Directions :: Copy the listing below from the line with "Pinpoint woven basket" to the line with "left=176, top=95, right=204, bottom=120", both ends included, keeping every request as is. Scale each bounding-box pixel coordinate in the answers by 1.5, rounding to whole numbers with halves rounded up.

* Begin Provided data *

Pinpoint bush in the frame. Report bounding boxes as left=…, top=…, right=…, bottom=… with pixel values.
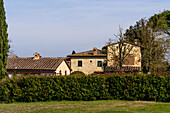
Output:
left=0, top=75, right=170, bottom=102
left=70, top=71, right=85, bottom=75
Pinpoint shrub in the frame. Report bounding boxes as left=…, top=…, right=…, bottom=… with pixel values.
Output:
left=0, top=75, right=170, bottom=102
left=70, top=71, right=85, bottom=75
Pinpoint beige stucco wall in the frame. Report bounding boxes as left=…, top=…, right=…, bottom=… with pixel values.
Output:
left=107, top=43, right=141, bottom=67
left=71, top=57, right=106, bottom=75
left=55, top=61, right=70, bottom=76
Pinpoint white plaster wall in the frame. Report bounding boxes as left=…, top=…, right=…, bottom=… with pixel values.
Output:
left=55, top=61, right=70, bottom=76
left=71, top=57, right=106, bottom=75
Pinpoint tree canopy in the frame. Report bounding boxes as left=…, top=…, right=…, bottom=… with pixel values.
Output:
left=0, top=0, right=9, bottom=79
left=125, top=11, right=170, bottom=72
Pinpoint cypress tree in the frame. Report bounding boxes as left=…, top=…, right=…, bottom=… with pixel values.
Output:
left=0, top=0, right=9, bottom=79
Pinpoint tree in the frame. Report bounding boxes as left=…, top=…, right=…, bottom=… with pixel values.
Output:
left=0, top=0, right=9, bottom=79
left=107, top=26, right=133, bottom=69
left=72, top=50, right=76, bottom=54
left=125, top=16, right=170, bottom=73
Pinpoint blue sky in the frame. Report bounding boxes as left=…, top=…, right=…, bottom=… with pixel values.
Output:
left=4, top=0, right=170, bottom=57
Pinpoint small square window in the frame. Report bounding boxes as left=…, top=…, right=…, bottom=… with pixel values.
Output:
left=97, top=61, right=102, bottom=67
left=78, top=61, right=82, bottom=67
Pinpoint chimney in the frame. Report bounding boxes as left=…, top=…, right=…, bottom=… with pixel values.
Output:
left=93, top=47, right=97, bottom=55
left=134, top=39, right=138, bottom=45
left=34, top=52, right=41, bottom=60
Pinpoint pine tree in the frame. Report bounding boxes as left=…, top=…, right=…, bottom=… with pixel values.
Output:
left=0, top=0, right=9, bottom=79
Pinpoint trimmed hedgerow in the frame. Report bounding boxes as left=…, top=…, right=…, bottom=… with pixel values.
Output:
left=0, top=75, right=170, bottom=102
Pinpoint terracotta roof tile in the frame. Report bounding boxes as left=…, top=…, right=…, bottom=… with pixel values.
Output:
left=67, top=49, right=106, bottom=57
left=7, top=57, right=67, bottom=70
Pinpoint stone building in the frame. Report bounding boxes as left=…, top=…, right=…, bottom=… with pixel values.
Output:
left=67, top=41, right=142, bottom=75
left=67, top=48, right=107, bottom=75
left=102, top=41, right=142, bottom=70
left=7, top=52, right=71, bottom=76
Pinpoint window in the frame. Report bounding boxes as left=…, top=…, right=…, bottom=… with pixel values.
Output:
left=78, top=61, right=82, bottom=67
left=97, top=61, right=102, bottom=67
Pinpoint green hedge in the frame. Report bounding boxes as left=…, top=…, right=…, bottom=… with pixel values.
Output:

* End Provided data *
* Begin Provided data *

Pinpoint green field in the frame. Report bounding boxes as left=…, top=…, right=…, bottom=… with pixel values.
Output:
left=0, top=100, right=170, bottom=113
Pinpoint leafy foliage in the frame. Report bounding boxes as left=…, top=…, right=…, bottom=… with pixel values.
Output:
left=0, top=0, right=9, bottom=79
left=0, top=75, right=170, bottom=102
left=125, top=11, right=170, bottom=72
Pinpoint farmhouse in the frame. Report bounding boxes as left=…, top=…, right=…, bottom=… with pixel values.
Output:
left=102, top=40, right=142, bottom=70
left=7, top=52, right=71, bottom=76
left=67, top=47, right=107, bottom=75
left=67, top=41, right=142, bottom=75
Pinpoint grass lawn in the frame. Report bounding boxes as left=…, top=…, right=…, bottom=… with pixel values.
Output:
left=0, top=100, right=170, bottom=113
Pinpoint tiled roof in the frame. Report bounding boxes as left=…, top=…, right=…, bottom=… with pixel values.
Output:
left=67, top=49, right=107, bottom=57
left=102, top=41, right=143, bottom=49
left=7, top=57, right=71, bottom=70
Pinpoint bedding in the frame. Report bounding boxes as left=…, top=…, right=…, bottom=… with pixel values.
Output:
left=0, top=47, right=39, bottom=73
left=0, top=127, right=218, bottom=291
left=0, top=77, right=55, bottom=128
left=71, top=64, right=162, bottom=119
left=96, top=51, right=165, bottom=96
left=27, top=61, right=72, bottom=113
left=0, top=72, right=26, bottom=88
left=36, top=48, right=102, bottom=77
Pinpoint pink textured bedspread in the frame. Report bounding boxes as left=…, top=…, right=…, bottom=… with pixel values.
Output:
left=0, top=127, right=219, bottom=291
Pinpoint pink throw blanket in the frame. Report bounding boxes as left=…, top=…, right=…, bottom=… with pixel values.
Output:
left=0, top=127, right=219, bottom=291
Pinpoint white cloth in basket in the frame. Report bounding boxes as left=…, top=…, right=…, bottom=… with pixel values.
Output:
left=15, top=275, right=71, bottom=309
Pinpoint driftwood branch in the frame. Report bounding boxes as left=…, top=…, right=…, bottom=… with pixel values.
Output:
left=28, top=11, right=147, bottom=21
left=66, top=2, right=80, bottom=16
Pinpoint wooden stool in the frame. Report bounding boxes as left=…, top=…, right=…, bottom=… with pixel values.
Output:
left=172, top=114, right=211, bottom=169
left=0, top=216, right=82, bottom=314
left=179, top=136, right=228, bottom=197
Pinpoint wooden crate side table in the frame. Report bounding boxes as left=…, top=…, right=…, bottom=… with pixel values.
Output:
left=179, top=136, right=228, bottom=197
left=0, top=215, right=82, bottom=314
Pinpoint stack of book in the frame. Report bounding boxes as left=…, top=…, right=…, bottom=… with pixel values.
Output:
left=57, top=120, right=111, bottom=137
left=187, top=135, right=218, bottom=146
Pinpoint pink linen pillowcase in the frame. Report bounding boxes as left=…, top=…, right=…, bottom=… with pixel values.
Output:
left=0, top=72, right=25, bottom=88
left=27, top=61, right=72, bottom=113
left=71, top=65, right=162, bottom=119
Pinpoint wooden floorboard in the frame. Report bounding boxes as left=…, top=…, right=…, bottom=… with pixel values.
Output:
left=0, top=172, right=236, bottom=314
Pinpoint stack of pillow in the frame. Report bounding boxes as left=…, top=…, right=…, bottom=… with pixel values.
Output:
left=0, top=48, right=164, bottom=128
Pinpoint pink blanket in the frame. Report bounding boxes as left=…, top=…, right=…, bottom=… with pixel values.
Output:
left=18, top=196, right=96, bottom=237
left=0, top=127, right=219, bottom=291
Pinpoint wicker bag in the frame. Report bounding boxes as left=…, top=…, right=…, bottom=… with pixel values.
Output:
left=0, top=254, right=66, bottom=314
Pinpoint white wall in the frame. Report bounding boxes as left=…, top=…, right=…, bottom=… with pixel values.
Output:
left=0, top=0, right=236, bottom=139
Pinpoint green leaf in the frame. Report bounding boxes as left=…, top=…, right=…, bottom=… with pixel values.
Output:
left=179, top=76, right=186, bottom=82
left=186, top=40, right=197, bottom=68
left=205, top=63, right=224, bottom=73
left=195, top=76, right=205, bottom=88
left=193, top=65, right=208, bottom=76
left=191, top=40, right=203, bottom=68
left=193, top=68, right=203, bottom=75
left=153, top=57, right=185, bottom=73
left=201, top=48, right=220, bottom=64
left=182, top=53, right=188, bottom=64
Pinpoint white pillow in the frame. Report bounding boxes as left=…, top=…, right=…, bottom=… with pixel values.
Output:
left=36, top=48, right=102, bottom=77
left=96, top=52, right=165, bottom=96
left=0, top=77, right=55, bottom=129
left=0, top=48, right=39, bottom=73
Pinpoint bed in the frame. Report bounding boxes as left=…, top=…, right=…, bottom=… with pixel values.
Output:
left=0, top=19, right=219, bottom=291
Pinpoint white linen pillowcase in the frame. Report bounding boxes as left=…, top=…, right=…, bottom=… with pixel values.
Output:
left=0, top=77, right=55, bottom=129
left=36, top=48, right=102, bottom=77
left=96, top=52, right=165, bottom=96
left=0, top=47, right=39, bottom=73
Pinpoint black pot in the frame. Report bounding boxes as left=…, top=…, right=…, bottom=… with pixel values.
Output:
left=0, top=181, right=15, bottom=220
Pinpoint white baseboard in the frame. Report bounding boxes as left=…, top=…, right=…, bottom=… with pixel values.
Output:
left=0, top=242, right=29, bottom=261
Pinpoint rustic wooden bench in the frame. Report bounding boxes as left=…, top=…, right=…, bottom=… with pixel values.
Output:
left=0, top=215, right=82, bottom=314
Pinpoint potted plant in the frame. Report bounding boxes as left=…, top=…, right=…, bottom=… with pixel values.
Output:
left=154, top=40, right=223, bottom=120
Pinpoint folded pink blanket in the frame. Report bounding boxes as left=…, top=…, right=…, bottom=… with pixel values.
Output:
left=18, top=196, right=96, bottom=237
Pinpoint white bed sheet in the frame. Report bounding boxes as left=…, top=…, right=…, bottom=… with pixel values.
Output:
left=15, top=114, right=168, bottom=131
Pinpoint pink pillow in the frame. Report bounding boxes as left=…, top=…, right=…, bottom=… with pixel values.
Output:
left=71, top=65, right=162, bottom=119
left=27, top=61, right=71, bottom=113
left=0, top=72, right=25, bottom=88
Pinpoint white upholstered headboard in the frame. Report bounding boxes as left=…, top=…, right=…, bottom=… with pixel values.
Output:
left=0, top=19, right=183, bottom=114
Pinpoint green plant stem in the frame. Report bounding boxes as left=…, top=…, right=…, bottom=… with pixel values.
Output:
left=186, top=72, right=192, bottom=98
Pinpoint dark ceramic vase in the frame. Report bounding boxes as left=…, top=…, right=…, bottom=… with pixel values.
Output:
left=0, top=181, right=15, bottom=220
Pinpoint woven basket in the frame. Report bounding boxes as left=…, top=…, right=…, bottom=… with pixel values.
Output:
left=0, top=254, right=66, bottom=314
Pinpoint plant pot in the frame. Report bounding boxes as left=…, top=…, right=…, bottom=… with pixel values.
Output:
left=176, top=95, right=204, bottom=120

* End Provided data *

Complete response ::
Pinpoint woven basket in the frame. Report bounding boxes as left=…, top=…, right=…, bottom=… with pixel values.
Output:
left=0, top=381, right=99, bottom=471
Pinpoint plant pot in the frame. Report bounding boxes as left=…, top=…, right=…, bottom=… with pixel values.
Output:
left=264, top=143, right=306, bottom=180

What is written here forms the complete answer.